EXERCISE DESCRIPTION
Your task is to repeat the entries word for word while leaving out the pictures.

──────────────────────────────

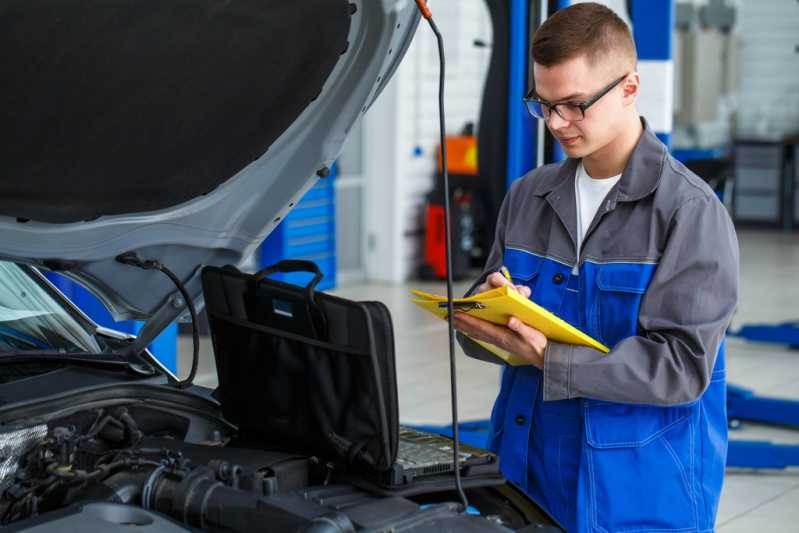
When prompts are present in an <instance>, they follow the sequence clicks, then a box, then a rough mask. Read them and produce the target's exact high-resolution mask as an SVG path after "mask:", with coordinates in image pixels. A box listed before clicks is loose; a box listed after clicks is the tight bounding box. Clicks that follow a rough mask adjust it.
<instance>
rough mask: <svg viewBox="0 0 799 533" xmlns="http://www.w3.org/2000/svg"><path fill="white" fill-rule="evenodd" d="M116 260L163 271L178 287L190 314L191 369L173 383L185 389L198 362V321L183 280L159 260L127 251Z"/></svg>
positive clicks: (190, 296)
mask: <svg viewBox="0 0 799 533" xmlns="http://www.w3.org/2000/svg"><path fill="white" fill-rule="evenodd" d="M117 261H119V262H120V263H123V264H126V265H131V266H136V267H139V268H142V269H144V270H158V271H160V272H163V273H164V274H166V276H167V277H168V278H169V279H170V280H171V281H172V283H174V284H175V287H177V288H178V291H180V295H181V296H182V297H183V301H184V302H185V303H186V306H187V307H188V308H189V314H190V315H191V338H192V355H191V370H189V375H188V376H187V377H186V379H183V380H180V379H179V380H176V381H175V382H174V385H175V386H176V387H178V388H181V389H185V388H186V387H188V386H190V385H191V384H192V383H193V382H194V377H195V376H196V375H197V367H198V366H199V362H200V330H199V321H198V320H197V309H196V308H195V307H194V300H192V298H191V296H189V291H187V290H186V287H185V286H184V285H183V282H182V281H180V279H179V278H178V277H177V276H176V275H175V273H174V272H172V271H171V270H169V269H168V268H167V267H165V266H164V265H162V264H161V263H160V262H158V261H152V260H148V261H142V260H141V259H140V258H139V257H138V256H137V255H136V254H135V253H133V252H128V253H125V254H122V255H120V256H118V257H117Z"/></svg>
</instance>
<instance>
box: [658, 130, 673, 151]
mask: <svg viewBox="0 0 799 533" xmlns="http://www.w3.org/2000/svg"><path fill="white" fill-rule="evenodd" d="M655 136H656V137H657V138H658V139H660V142H662V143H663V144H665V145H666V148H668V149H671V133H662V132H657V133H655Z"/></svg>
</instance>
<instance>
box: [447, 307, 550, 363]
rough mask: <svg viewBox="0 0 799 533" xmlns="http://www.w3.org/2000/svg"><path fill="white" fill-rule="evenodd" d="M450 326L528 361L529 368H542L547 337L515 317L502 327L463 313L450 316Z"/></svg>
mask: <svg viewBox="0 0 799 533" xmlns="http://www.w3.org/2000/svg"><path fill="white" fill-rule="evenodd" d="M452 325H453V326H454V327H455V329H457V330H458V331H460V332H462V333H465V334H466V335H468V336H469V337H471V338H473V339H475V340H478V341H483V342H487V343H489V344H493V345H494V346H499V347H500V348H502V349H503V350H507V351H509V352H510V353H512V354H515V355H518V356H519V357H521V358H522V359H524V360H525V361H528V362H530V363H531V364H532V365H533V366H535V367H537V368H540V369H542V370H543V369H544V352H545V351H546V348H547V338H546V337H545V336H544V334H543V333H541V332H540V331H538V330H537V329H535V328H531V327H530V326H528V325H526V324H524V323H523V322H522V321H521V320H519V319H518V318H516V317H511V319H510V320H508V326H507V327H504V326H499V325H497V324H492V323H491V322H488V321H486V320H481V319H479V318H475V317H473V316H469V315H467V314H466V313H461V312H456V313H455V314H454V315H453V316H452Z"/></svg>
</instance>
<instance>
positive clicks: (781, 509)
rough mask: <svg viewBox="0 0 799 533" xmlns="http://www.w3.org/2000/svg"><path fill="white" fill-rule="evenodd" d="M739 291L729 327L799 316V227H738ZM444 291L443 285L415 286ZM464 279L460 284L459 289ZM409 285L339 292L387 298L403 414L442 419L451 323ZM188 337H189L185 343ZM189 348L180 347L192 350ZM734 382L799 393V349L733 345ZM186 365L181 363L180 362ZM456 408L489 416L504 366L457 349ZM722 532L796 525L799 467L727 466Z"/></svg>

──────────────────────────────

ANSWER TO THIS PROBLEM
When prompts are present in an <instance>, they follow the sequence clicks, then a box, then a rough mask. Read them and produce the target's exact high-resolution mask as an SVG path after "mask:", with coordinates in image pixels. A box listed before clicks is loose; a box listed after clicks is the tight bounding box. Clicks that follow a rough mask adjust it.
<instance>
rough mask: <svg viewBox="0 0 799 533" xmlns="http://www.w3.org/2000/svg"><path fill="white" fill-rule="evenodd" d="M116 260L163 271L178 287L190 314L191 369L173 383L185 389L198 362V321L183 280L159 260L127 251Z"/></svg>
positive clicks: (190, 296)
mask: <svg viewBox="0 0 799 533" xmlns="http://www.w3.org/2000/svg"><path fill="white" fill-rule="evenodd" d="M117 261H119V262H120V263H123V264H126V265H131V266H136V267H139V268H142V269H144V270H158V271H160V272H163V273H164V274H166V276H167V277H168V278H169V279H170V280H171V281H172V283H174V284H175V287H177V288H178V291H180V295H181V296H182V297H183V301H184V302H185V303H186V306H187V307H188V308H189V314H190V315H191V338H192V355H191V370H189V375H188V376H187V377H186V379H183V380H180V379H179V380H176V381H175V382H174V385H175V386H176V387H178V388H181V389H185V388H186V387H188V386H190V385H191V384H192V383H193V382H194V377H195V376H196V375H197V367H198V366H199V362H200V330H199V321H198V320H197V309H196V308H195V307H194V300H192V298H191V296H189V291H187V290H186V287H185V286H184V285H183V282H182V281H180V279H179V278H178V277H177V276H176V275H175V273H174V272H172V271H171V270H169V269H168V268H167V267H165V266H164V265H162V264H161V263H160V262H158V261H152V260H148V261H142V260H141V259H140V258H139V257H138V256H137V255H136V254H135V253H133V252H128V253H125V254H122V255H120V256H118V257H117Z"/></svg>
</instance>
<instance>
box: [658, 130, 673, 151]
mask: <svg viewBox="0 0 799 533" xmlns="http://www.w3.org/2000/svg"><path fill="white" fill-rule="evenodd" d="M655 136H656V137H657V138H658V139H660V142H662V143H663V144H665V145H666V148H668V149H671V133H662V132H657V133H655Z"/></svg>
</instance>
<instance>
box: [447, 307, 550, 363]
rough mask: <svg viewBox="0 0 799 533" xmlns="http://www.w3.org/2000/svg"><path fill="white" fill-rule="evenodd" d="M450 326L528 361L529 368H542L547 337L515 317L502 327L463 313L450 316Z"/></svg>
mask: <svg viewBox="0 0 799 533" xmlns="http://www.w3.org/2000/svg"><path fill="white" fill-rule="evenodd" d="M452 325H453V326H454V327H455V329H457V330H458V331H460V332H462V333H465V334H466V335H468V336H469V337H471V338H473V339H475V340H478V341H483V342H487V343H489V344H493V345H494V346H499V347H500V348H502V349H503V350H507V351H509V352H510V353H512V354H515V355H518V356H519V357H521V358H522V359H524V360H525V361H528V362H530V363H531V364H532V365H533V366H535V367H537V368H540V369H542V370H543V369H544V352H545V351H546V348H547V338H546V337H545V336H544V334H543V333H541V332H540V331H538V330H537V329H535V328H531V327H530V326H528V325H526V324H524V323H523V322H522V321H521V320H519V319H518V318H516V317H511V319H510V320H508V326H507V327H504V326H499V325H497V324H492V323H491V322H488V321H486V320H481V319H479V318H475V317H473V316H469V315H467V314H466V313H461V312H456V313H455V314H454V315H453V316H452Z"/></svg>
</instance>
<instance>
positive clicks: (781, 509)
rough mask: <svg viewBox="0 0 799 533" xmlns="http://www.w3.org/2000/svg"><path fill="white" fill-rule="evenodd" d="M739 291L729 327L799 316V227H738ZM444 291L443 285L415 286ZM464 279L460 284L459 289ZM409 285L339 292L387 298L403 414L442 419L451 323ZM188 337H189L185 343ZM189 348L180 347L192 350ZM734 382L799 393V349L733 345ZM186 365L181 363L180 362ZM456 408L489 416L504 366L457 349ZM722 532L796 525L799 467L727 466Z"/></svg>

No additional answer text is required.